• _WHAT THE EXERCISE ASKS_
Put every line of the listing below into a JSON list of strings, one string per line, and drop any blank lines. Leave the pictures out of your answer.

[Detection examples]
=======

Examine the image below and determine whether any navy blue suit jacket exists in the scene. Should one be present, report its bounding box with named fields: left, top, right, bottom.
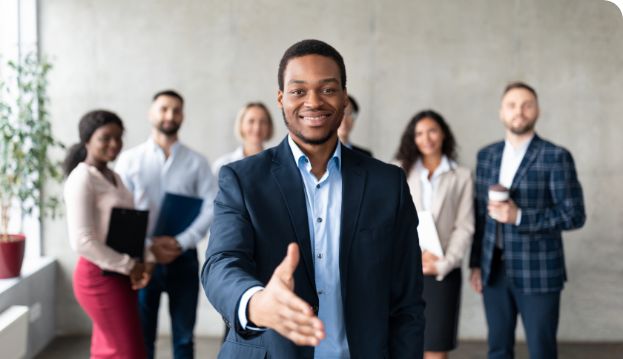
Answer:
left=470, top=135, right=586, bottom=293
left=201, top=139, right=424, bottom=359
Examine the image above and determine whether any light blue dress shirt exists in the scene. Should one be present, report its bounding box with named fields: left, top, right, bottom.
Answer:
left=115, top=138, right=218, bottom=250
left=238, top=136, right=350, bottom=359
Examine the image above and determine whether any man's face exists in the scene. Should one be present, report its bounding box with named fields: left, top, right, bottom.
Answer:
left=337, top=101, right=355, bottom=141
left=149, top=95, right=184, bottom=136
left=500, top=88, right=539, bottom=135
left=277, top=55, right=347, bottom=145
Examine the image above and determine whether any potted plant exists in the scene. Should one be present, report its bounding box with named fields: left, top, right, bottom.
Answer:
left=0, top=53, right=63, bottom=278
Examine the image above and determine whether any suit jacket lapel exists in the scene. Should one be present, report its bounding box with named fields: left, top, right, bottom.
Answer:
left=271, top=138, right=316, bottom=288
left=510, top=134, right=541, bottom=192
left=340, top=146, right=366, bottom=303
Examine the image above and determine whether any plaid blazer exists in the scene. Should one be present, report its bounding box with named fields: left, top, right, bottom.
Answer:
left=470, top=135, right=586, bottom=293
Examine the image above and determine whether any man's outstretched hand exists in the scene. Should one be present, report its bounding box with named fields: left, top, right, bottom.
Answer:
left=247, top=243, right=325, bottom=346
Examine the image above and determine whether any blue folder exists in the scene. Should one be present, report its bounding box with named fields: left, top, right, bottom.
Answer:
left=153, top=192, right=203, bottom=237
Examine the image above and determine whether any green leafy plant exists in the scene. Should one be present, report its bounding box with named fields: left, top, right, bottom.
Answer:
left=0, top=53, right=64, bottom=241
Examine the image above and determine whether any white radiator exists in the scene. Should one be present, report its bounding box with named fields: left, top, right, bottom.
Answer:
left=0, top=305, right=28, bottom=359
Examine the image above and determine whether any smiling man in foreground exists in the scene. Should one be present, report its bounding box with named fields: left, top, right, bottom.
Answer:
left=201, top=40, right=424, bottom=358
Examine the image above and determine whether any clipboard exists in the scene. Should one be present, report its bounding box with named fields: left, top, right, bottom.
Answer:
left=417, top=211, right=443, bottom=258
left=102, top=207, right=149, bottom=275
left=153, top=192, right=203, bottom=237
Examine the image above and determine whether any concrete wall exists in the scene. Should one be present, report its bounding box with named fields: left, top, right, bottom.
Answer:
left=40, top=0, right=623, bottom=341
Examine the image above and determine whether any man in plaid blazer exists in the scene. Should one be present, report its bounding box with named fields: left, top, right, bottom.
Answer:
left=470, top=83, right=586, bottom=359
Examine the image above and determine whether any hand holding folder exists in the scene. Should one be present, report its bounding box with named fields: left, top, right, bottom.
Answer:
left=153, top=192, right=203, bottom=237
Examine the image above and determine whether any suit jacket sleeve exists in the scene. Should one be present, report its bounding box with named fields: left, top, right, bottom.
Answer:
left=469, top=151, right=488, bottom=268
left=389, top=171, right=425, bottom=358
left=201, top=166, right=264, bottom=336
left=518, top=150, right=586, bottom=233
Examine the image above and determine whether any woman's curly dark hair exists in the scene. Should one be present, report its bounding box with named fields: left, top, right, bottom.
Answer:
left=394, top=110, right=456, bottom=174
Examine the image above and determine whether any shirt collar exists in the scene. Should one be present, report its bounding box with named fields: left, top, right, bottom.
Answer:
left=147, top=137, right=181, bottom=155
left=415, top=155, right=456, bottom=179
left=288, top=135, right=342, bottom=170
left=504, top=134, right=534, bottom=155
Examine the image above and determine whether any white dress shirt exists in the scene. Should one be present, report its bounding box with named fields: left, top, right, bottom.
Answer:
left=64, top=162, right=134, bottom=274
left=498, top=136, right=534, bottom=226
left=415, top=155, right=456, bottom=211
left=115, top=138, right=217, bottom=250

=======

• _EXERCISE SOLUTION_
[
  "Examine the image below and determine whether any navy blue suit jacket exists in the scene. Should one be present, report its bounding box with named fields: left, top, right, bottom.",
  "Answer:",
  "left=470, top=135, right=586, bottom=293",
  "left=201, top=139, right=424, bottom=359",
  "Examine the image above and determine whether any light blue dress shirt exists in the scene. Should one be present, report its bounding box with named fields: left, top, right, bottom.",
  "Answer:",
  "left=115, top=138, right=218, bottom=250",
  "left=238, top=136, right=350, bottom=359",
  "Examine the image above and determine whether any man's face exists in the scene. Should one be present, report its bounding box with named fields: left, top, right, bottom.",
  "Answer:",
  "left=337, top=101, right=355, bottom=141",
  "left=149, top=95, right=184, bottom=136",
  "left=500, top=88, right=539, bottom=135",
  "left=277, top=55, right=347, bottom=145",
  "Examine the image above and determine whether any potted plant exists in the scene. Should one be present, report its bounding box with named fields: left, top, right, bottom.",
  "Answer:",
  "left=0, top=53, right=63, bottom=278",
  "Examine the image above and determine whether any suit jacket lapel exists in the scene. Should one be present, report its bounding box with named fields: left, top, right, bottom.",
  "Answer:",
  "left=271, top=138, right=316, bottom=288",
  "left=510, top=134, right=541, bottom=192",
  "left=340, top=146, right=366, bottom=303",
  "Examine the image above and determine whether any plaid blazer exists in the scene. Should one be present, report its bounding box with named fields: left, top, right, bottom.",
  "Answer:",
  "left=470, top=135, right=586, bottom=293",
  "Examine the image above and determine whether any man's outstretched hand exists in the scene. Should one be present, report its bounding box with named fields: left, top, right, bottom.",
  "Answer:",
  "left=247, top=243, right=325, bottom=346",
  "Examine the image above and determine whether any blue folder exists in the scene. Should one be present, report its bounding box with named fields: left, top, right, bottom.",
  "Answer:",
  "left=153, top=192, right=203, bottom=237",
  "Examine the image above and determine whether any green leafy plant exists in the scene. Should one be present, report its bounding box with named fields: left, top, right, bottom.",
  "Answer:",
  "left=0, top=53, right=64, bottom=241",
  "Examine the image above and determine whether any white radiator exists in the scene. Should one be present, report its bounding box with named fields: left, top, right, bottom.",
  "Answer:",
  "left=0, top=305, right=28, bottom=359",
  "Examine the image above and determine whether any smiling man in foreground exists in the scene. Should one be present, report its bounding box with named fields: left, top, right, bottom.",
  "Answer:",
  "left=201, top=40, right=424, bottom=358",
  "Examine the image above and determine whether any clipboard exists in the scene. Should one be present, report its bounding box with named fields: left, top, right, bottom.",
  "Answer:",
  "left=417, top=211, right=443, bottom=258",
  "left=102, top=207, right=149, bottom=275",
  "left=153, top=192, right=203, bottom=237",
  "Examine the image above and determine whether any concrete wall exists in the scene. Should one be present, report its bounding box with named fields: left, top, right, bottom.",
  "Answer:",
  "left=40, top=0, right=623, bottom=341",
  "Examine the image above and determine whether any man in plaid blazer exists in the scene. Should one be present, report its bounding box with named fields: left, top, right, bottom.",
  "Answer:",
  "left=470, top=83, right=586, bottom=359",
  "Examine the image above and determine whether any hand holding folder exists in the scene. Should one be present, report its bounding box with named fields: left, top, right, bottom.",
  "Answer:",
  "left=153, top=192, right=203, bottom=237",
  "Examine the image above and determine whether any suit jacket sleeve exists in the scene. Should one be present, report its bounding box with named fields: left, top, right, bottom.",
  "Answer:",
  "left=469, top=151, right=488, bottom=268",
  "left=389, top=171, right=425, bottom=358",
  "left=201, top=166, right=264, bottom=336",
  "left=518, top=150, right=586, bottom=233",
  "Examine the image above and determine whether any woman's curly dark hair exists in the scene. Should one be present, report its bounding box with named fields: left, top, right, bottom.",
  "Answer:",
  "left=394, top=110, right=456, bottom=174",
  "Examine the image above and determine whether any shirt collar exists in the scene. Should one be present, report its bounding box with named fields: left, top, right, bottom.",
  "Answer:",
  "left=147, top=137, right=181, bottom=155",
  "left=415, top=155, right=456, bottom=179",
  "left=288, top=135, right=342, bottom=170",
  "left=504, top=134, right=534, bottom=155",
  "Examine the image above and determine whether any white dress shirt exists in the scene. Should one be present, report its bounding box with named fields: left, top, right, bottom.",
  "Answer:",
  "left=64, top=162, right=134, bottom=274",
  "left=498, top=136, right=534, bottom=226",
  "left=415, top=155, right=456, bottom=211",
  "left=115, top=138, right=217, bottom=250"
]